▸ **What this task involves**
Answer these questions from the article on WTO fisheries subsidies.
(a) In what month and year was the WTO Agreement on Fisheries Subsidies adopted?
(b) What other name does the article give the 2022 agreement?
(c) According to the latest estimates cited from the Food and Agriculture Organization of the United Nations, what share of fish stocks is exploited beyond sustainable levels globally?

The WTO and Fisheries Subsidies: Where are we, exactly?
The WTO Agreement on Fisheries Subsidies, adopted in June 2022 after more than two decades of negotiations, marked a significant milestone for promoting sustainable development in the fisheries sector and was celebrated as a historic achievement. This key international instrument requires governments to avoid financially supporting fishing in situations where there are acute concerns about the sustainability of such fishing. WTO members are still negotiating additional rules on fisheries subsidies. What would these add, and where are we exactly in that negotiating process? This article offers a concise state of play of the current WTO process on the topic.
Fish 1: The 2022 Agreement on Fisheries Subsidies
When WTO members sealed a multilateral deal to curb the most harmful forms of government subsidies to the fishing sector in 2022, they drew applause from around the world. Harmful fisheries subsidies are a serious challenge in terms of sustainable development. They encourage levels of fishing pressure that marine resources cannot bear, threatening not only marine ecosystems but also the food security and livelihoods of hundreds of millions of people who depend on fishing, often in vulnerable coastal communities in developing countries.
By prohibiting the provision of fisheries subsidies when they can be most damaging, the 2022 WTO Agreement on Fisheries subsidies (hereafter “the 2022 agreement,” also called “Fish 1”) is expected to help align government subsidy policies with sustainability imperatives in the fishing sector. This is a much-needed shift in the face of the ever-increasing share of fish stocks being exploited beyond sustainable levels globally (38%, according to the latest estimates by the Food and Agriculture Organization of the United Nations) and the well-known role of subsidies as a driver of such overexploitation. The agreement’s conclusion, therefore, was a major success.

▸ **Supplied entries**
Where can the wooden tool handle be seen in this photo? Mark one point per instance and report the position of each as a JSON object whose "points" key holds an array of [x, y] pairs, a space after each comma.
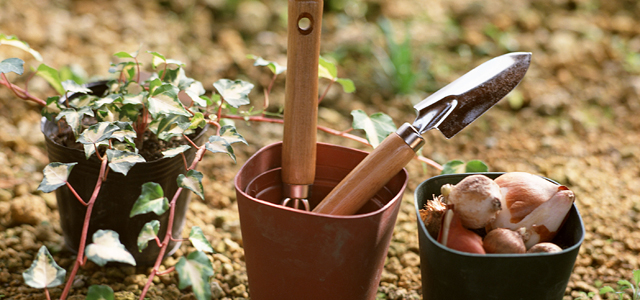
{"points": [[363, 182], [301, 98]]}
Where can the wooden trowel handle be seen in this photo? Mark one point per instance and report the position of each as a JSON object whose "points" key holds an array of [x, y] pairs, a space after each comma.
{"points": [[363, 182], [301, 98]]}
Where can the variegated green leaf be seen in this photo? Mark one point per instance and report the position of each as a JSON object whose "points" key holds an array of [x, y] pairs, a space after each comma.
{"points": [[175, 151], [195, 270], [90, 149], [98, 133], [100, 292], [12, 40], [217, 144], [236, 93], [231, 135], [197, 121], [199, 241], [166, 105], [148, 233], [52, 76], [106, 247], [71, 86], [151, 199], [122, 161], [192, 181], [273, 66], [376, 127], [56, 175], [44, 272], [13, 64]]}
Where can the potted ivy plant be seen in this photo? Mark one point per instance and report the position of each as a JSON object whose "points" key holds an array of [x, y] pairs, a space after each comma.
{"points": [[122, 151]]}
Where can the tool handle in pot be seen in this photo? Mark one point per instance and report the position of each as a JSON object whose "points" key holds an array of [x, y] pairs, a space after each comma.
{"points": [[368, 177], [301, 98]]}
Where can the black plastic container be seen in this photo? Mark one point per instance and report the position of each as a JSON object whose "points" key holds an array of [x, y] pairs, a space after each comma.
{"points": [[450, 274], [117, 195]]}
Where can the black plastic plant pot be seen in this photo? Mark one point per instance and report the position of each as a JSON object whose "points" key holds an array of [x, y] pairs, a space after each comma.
{"points": [[117, 196], [450, 274]]}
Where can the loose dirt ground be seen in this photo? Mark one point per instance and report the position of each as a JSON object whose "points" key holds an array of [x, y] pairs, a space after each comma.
{"points": [[575, 117]]}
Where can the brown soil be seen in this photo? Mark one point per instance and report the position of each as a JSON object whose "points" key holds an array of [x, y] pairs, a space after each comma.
{"points": [[573, 119]]}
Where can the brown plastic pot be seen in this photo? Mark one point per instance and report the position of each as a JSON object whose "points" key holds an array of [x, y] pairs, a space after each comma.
{"points": [[117, 195], [451, 274], [295, 254]]}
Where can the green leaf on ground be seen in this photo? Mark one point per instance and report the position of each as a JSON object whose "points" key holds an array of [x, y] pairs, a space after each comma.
{"points": [[458, 166], [231, 135], [106, 247], [217, 144], [122, 161], [193, 182], [235, 92], [376, 127], [175, 151], [56, 175], [273, 66], [149, 232], [98, 133], [13, 64], [44, 272], [195, 271], [199, 241], [151, 199], [100, 292], [73, 87]]}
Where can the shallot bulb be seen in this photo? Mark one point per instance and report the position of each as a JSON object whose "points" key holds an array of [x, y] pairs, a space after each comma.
{"points": [[476, 200], [522, 193], [544, 222], [453, 235]]}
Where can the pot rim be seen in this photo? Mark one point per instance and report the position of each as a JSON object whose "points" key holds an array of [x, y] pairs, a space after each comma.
{"points": [[381, 210], [423, 227]]}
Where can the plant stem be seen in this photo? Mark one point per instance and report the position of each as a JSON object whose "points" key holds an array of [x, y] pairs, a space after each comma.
{"points": [[19, 92], [85, 227], [168, 235]]}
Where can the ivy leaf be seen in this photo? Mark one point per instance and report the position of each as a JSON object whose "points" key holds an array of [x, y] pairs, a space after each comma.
{"points": [[199, 241], [44, 272], [458, 166], [73, 87], [149, 232], [236, 93], [100, 292], [195, 271], [347, 85], [193, 182], [56, 175], [11, 40], [376, 127], [217, 144], [14, 65], [98, 133], [106, 247], [175, 151], [166, 104], [273, 66], [122, 161], [231, 135], [52, 76], [151, 199]]}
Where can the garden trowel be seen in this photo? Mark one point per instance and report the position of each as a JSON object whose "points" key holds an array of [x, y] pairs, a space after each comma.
{"points": [[450, 109]]}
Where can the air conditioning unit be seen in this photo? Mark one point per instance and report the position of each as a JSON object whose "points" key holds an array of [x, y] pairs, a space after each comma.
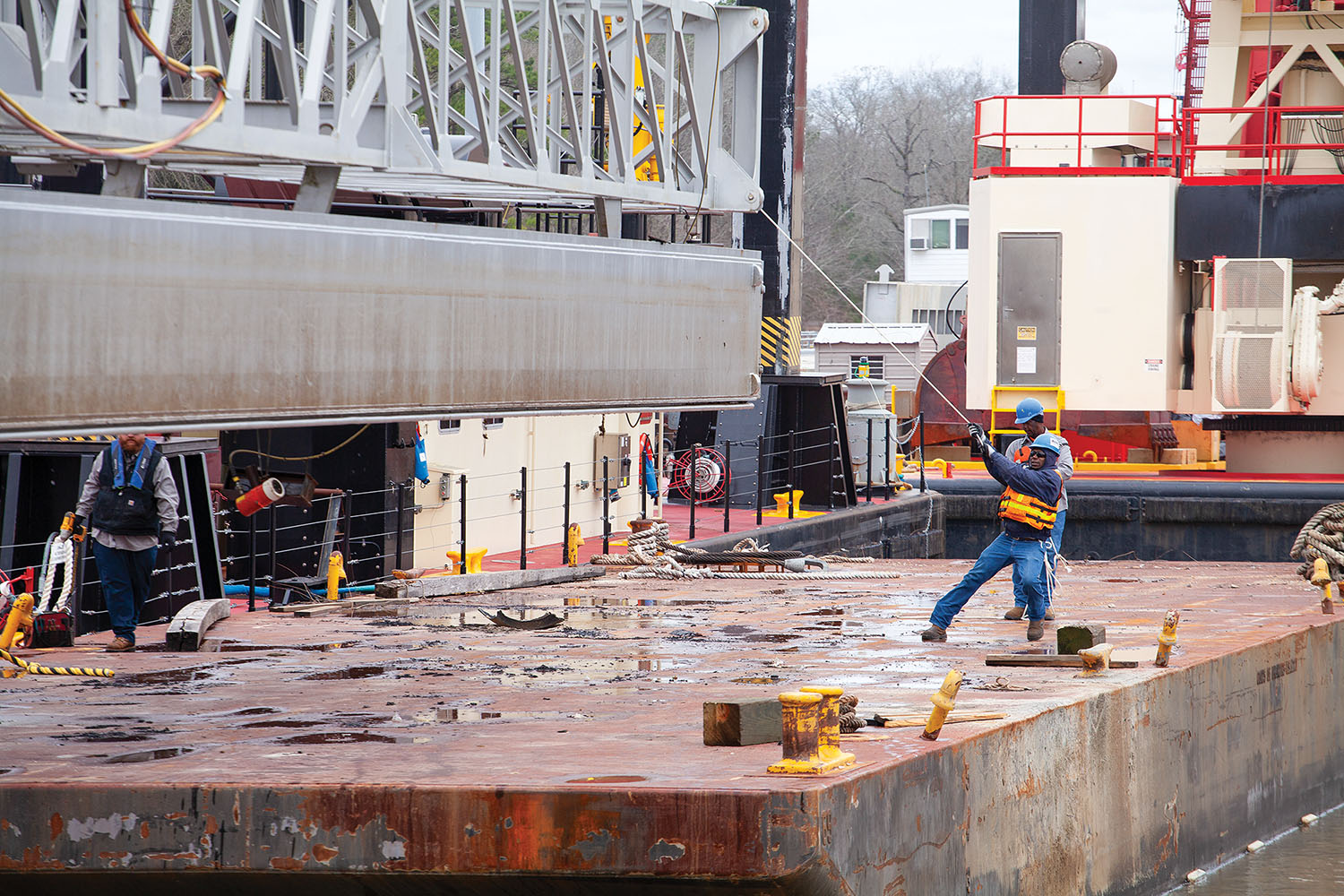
{"points": [[1252, 303]]}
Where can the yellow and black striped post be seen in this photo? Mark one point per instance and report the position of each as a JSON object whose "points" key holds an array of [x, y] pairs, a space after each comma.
{"points": [[781, 344]]}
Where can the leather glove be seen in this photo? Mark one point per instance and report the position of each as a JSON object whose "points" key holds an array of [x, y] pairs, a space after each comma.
{"points": [[978, 435], [65, 535]]}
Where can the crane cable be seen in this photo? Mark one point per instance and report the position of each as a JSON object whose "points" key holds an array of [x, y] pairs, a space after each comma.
{"points": [[139, 151], [882, 333]]}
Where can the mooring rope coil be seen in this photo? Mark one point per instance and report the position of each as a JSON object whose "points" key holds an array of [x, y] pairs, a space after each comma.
{"points": [[59, 554], [680, 562], [35, 668], [1322, 536], [661, 573]]}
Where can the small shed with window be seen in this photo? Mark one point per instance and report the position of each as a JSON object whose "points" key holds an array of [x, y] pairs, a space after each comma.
{"points": [[892, 352], [937, 244]]}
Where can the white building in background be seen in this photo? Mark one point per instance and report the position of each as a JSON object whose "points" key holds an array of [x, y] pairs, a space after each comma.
{"points": [[894, 352], [937, 265], [492, 452]]}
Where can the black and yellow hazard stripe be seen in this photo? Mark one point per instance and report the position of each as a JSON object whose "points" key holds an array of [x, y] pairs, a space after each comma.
{"points": [[781, 340], [56, 670]]}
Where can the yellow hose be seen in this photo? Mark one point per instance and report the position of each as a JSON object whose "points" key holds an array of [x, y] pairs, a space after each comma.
{"points": [[56, 670]]}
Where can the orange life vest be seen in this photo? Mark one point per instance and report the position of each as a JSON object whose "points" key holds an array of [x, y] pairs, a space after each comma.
{"points": [[1024, 508]]}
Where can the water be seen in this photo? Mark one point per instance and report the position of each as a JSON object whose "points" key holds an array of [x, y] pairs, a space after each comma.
{"points": [[1304, 863]]}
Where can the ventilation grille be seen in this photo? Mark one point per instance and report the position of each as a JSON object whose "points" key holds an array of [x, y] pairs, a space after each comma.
{"points": [[1250, 333]]}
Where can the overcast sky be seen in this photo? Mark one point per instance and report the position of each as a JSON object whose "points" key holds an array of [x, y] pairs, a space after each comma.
{"points": [[844, 35]]}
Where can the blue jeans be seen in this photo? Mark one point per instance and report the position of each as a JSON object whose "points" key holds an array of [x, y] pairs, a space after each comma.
{"points": [[1027, 557], [125, 584], [1056, 535]]}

▸ **Result of this task**
(a) June 2022
(b) "Fish 1"
(c) 38%